◆ EXERCISE DETAILS ◆
Update this material so that "sample shape" becomes "reference shape" everywhere, with everything else unchanged. Leave the pictures out of your answer.

◆ SUPPLIED RECORDS ◆

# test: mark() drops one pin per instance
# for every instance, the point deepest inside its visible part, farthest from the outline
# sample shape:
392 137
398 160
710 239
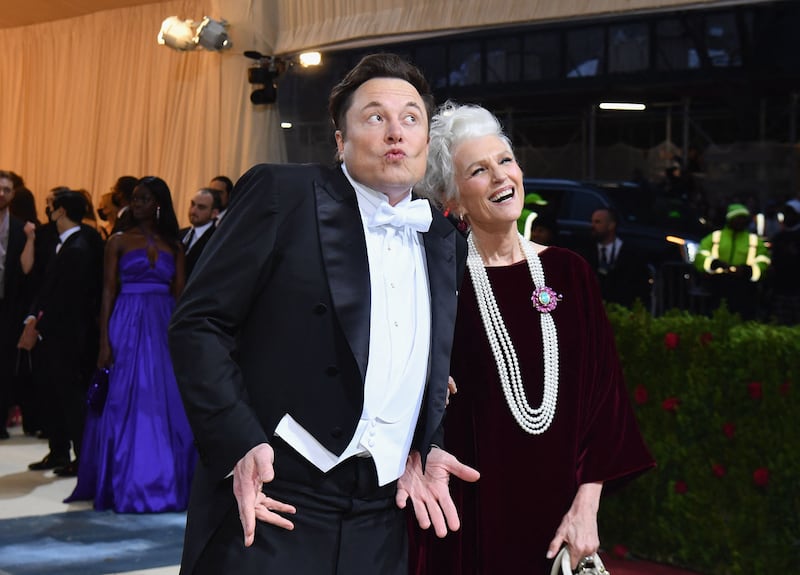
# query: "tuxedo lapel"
440 253
344 253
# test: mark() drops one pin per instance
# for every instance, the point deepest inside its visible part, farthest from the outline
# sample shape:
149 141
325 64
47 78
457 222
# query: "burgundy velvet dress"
527 481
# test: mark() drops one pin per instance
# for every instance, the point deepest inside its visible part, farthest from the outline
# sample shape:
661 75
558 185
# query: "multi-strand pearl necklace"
533 421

◆ EXPECTED ANSWER ◆
# test: mark() drops one pin per instance
# for every instance, the point deepest inside its visible part, farthest from the outline
# reference shape:
392 137
398 160
710 239
# query: "tuxedo lapel"
440 253
344 253
# test: mark() drops one pin per instance
# for every instance, the point deepest inside its visible part, farthest from the outline
# reference shape:
149 141
325 64
47 78
457 222
# query: "burgundy velvet dress"
527 481
# test: mark() drops one pin per instance
# for every instance, the point deepest inside its visible part, farthest from the outline
# reference shape:
661 75
558 185
# query: "multi-strand pearl necklace"
533 421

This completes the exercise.